_WHAT YOU WILL DO_. Could you recast the entries, from their start through the line containing "column 937, row 459", as a numbered list with blank lines dropped and the pictures left out?
# # #
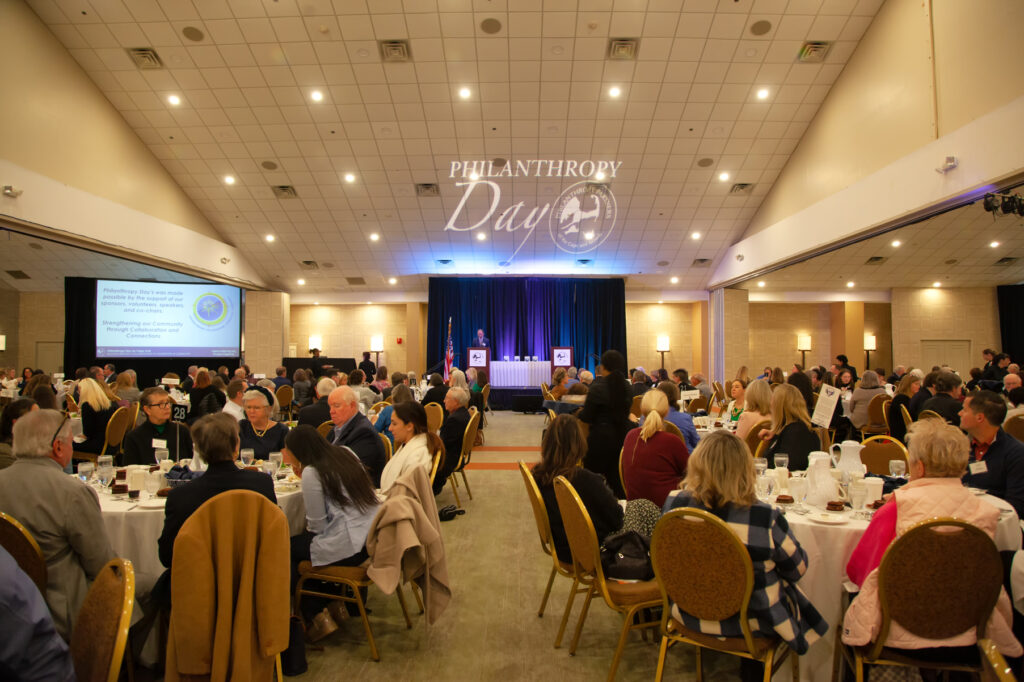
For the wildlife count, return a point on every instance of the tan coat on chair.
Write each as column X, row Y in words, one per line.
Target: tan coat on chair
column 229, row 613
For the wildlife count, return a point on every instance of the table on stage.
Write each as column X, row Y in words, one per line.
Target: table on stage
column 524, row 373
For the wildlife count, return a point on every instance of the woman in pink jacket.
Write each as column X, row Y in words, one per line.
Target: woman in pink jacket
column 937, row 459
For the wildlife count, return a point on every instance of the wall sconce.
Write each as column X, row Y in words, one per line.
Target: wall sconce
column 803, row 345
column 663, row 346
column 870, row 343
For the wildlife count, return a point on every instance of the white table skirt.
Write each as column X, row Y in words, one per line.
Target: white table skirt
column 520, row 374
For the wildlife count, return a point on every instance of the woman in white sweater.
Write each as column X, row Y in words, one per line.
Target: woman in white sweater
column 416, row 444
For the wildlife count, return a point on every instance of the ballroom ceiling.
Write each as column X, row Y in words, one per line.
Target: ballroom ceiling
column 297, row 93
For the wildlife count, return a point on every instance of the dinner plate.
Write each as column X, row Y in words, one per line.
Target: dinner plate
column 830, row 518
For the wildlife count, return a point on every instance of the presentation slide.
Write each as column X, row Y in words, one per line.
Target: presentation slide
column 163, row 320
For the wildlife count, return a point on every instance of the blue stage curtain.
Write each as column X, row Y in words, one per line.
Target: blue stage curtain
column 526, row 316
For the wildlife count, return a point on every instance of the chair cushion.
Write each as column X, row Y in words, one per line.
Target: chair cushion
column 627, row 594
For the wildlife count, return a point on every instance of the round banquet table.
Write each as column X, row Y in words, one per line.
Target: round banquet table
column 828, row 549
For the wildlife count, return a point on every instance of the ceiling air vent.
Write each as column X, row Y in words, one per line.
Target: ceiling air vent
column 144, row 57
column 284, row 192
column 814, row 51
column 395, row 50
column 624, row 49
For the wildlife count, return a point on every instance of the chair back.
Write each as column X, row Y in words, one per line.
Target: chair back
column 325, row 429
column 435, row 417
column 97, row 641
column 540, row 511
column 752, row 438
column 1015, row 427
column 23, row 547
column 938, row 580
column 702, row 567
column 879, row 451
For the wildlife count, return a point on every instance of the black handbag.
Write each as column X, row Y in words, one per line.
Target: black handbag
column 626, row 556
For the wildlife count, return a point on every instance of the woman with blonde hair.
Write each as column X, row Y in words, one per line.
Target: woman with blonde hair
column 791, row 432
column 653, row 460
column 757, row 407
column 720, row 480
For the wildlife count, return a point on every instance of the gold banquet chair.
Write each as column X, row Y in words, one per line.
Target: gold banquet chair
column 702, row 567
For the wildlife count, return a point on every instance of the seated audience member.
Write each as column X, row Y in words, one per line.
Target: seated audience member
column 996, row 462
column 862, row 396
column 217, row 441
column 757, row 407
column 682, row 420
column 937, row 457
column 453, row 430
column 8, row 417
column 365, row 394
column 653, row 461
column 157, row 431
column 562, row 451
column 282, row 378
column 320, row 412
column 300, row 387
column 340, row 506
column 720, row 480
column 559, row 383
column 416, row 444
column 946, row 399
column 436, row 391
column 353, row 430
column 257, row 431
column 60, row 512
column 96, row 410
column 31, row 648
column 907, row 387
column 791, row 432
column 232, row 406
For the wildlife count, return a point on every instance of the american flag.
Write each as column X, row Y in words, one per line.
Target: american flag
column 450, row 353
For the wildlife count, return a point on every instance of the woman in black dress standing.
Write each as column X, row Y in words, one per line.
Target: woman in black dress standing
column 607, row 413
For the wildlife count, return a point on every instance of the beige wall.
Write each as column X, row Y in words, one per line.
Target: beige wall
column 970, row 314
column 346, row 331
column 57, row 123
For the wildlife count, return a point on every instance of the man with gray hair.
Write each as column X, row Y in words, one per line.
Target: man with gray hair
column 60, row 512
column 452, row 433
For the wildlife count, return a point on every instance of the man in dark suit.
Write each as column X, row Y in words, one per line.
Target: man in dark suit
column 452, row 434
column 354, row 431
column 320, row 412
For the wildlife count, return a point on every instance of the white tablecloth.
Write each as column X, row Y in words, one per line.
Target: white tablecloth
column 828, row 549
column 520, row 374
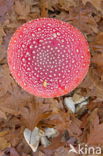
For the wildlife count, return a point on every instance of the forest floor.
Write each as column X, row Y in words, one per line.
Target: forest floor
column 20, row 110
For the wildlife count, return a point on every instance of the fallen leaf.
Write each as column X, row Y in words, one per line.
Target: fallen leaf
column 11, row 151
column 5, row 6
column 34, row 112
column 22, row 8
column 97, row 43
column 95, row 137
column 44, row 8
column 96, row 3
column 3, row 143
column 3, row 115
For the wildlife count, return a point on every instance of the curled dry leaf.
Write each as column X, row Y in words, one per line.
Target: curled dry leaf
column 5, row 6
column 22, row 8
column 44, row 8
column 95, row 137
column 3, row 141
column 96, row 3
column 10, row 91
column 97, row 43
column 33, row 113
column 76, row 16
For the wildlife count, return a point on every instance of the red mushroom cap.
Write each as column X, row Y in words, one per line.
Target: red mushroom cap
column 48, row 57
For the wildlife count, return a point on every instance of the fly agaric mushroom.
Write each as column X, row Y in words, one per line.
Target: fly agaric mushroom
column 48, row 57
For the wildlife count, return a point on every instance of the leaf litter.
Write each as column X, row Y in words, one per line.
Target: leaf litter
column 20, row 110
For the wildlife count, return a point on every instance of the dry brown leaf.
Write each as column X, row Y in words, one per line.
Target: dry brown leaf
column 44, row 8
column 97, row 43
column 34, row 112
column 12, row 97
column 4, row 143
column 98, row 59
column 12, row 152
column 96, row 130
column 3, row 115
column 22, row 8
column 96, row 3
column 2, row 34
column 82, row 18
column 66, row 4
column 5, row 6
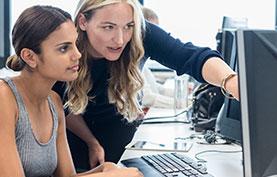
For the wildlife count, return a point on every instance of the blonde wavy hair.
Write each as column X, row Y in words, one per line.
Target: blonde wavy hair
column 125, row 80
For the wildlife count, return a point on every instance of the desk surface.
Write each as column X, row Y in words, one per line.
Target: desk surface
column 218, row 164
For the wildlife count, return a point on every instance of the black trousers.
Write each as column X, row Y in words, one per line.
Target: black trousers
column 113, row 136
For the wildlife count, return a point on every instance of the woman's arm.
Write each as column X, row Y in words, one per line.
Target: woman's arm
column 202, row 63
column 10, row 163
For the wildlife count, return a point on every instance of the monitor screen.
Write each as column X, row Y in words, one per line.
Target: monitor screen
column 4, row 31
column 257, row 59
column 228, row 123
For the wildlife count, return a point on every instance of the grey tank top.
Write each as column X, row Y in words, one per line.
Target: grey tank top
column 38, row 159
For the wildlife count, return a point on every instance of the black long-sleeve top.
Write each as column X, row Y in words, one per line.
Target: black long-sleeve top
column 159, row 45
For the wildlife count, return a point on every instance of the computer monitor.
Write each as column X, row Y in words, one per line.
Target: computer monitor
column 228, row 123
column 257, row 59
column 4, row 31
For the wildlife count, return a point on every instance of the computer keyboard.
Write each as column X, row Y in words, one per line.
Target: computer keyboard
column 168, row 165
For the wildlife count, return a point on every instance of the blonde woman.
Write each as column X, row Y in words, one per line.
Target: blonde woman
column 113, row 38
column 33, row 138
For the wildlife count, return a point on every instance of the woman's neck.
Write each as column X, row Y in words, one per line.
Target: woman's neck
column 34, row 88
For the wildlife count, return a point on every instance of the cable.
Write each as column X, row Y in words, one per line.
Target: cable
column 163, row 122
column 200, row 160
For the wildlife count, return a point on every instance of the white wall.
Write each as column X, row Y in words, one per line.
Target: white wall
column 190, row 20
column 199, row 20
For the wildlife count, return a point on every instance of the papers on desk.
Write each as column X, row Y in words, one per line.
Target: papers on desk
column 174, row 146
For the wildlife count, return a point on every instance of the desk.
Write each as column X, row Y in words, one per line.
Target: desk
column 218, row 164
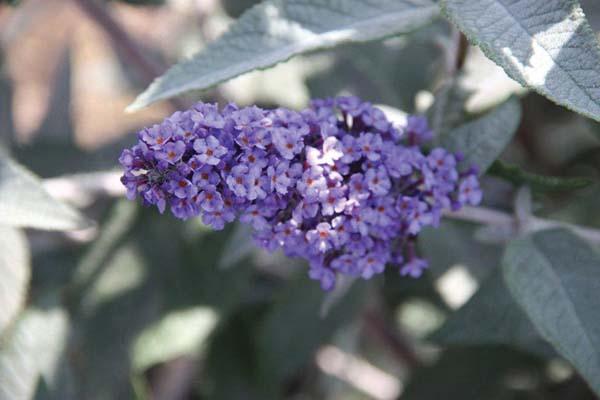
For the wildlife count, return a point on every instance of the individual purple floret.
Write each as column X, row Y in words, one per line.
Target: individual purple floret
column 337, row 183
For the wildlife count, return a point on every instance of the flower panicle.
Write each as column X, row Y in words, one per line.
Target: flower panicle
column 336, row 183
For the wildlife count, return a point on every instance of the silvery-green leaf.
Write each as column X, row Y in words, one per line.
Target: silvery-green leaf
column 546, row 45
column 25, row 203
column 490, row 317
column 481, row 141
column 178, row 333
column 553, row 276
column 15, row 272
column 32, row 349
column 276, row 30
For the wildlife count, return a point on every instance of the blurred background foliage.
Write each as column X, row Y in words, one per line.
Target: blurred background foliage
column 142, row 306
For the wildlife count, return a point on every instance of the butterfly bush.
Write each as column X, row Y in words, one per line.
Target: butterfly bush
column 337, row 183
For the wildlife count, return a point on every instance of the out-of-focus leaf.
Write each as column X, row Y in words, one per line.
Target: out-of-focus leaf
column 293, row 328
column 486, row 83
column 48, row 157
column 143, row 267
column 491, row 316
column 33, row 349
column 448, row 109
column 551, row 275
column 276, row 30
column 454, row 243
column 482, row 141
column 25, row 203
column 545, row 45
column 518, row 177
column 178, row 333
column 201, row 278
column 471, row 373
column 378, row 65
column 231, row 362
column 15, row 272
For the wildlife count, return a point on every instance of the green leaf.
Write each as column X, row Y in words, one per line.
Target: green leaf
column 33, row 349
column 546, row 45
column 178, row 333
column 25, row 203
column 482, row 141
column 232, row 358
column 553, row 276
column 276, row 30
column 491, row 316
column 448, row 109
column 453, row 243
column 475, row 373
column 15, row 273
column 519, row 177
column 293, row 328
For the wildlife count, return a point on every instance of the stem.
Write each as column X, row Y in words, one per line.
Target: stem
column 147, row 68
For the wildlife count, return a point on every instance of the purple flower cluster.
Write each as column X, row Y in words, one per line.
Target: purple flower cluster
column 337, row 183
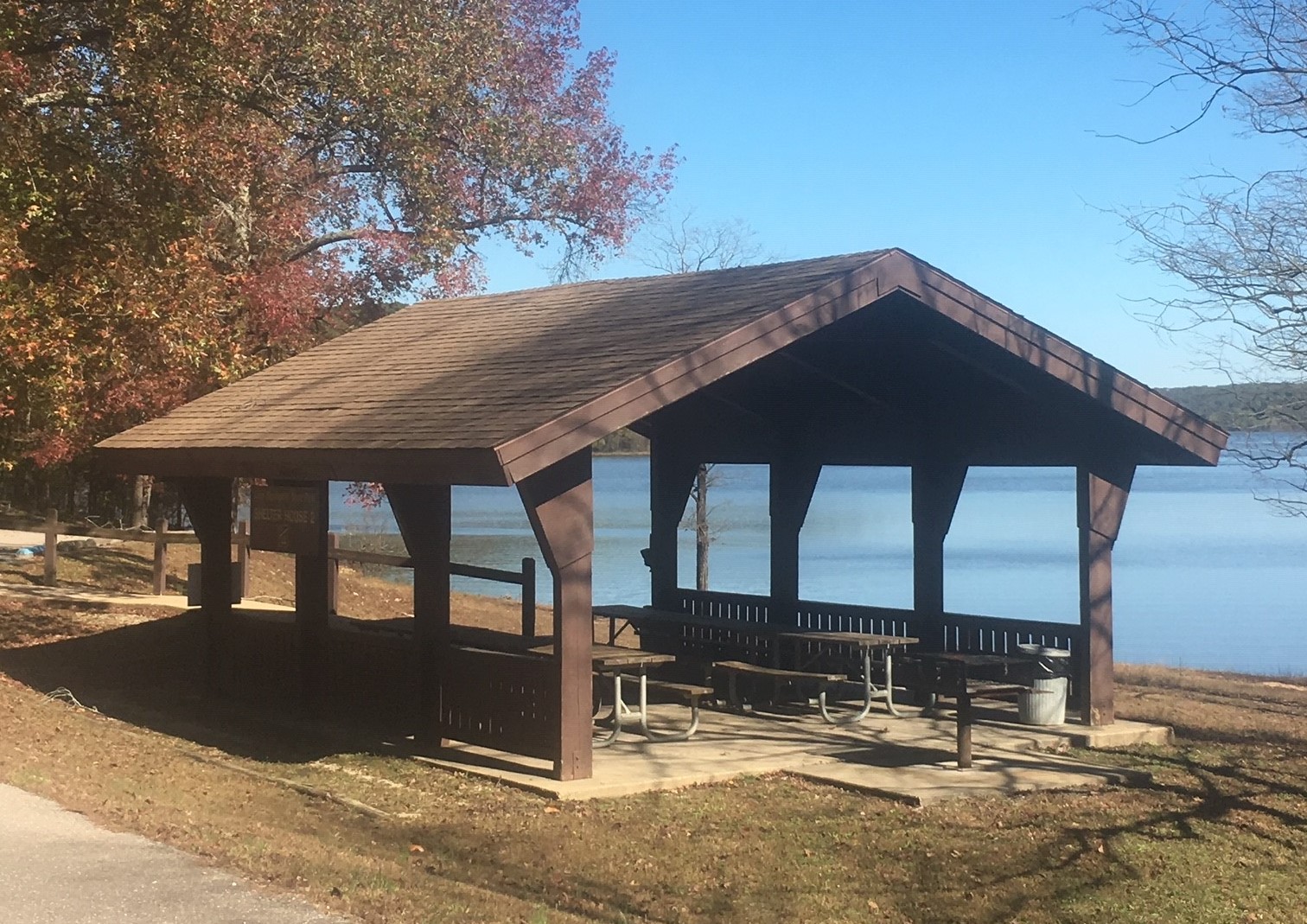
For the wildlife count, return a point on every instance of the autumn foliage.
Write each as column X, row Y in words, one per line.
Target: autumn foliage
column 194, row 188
# # #
_EXERCISE RESULT_.
1. For the wildlife count, return a point on every instance of the tan coat on chair.
2. Write each as column X, row Y in words, one per line.
3. Target: tan coat on chair
4. column 229, row 613
5. For the wildlife count, return a point on every instance of the table on stage.
6. Write each as column X, row Y in words, one per line.
7. Target: table on stage
8. column 524, row 373
9. For the wildlife count, return a point on every instance of the woman in pink jacket.
10. Write each as column X, row Y in words, one per line.
11. Target: woman in pink jacket
12. column 937, row 459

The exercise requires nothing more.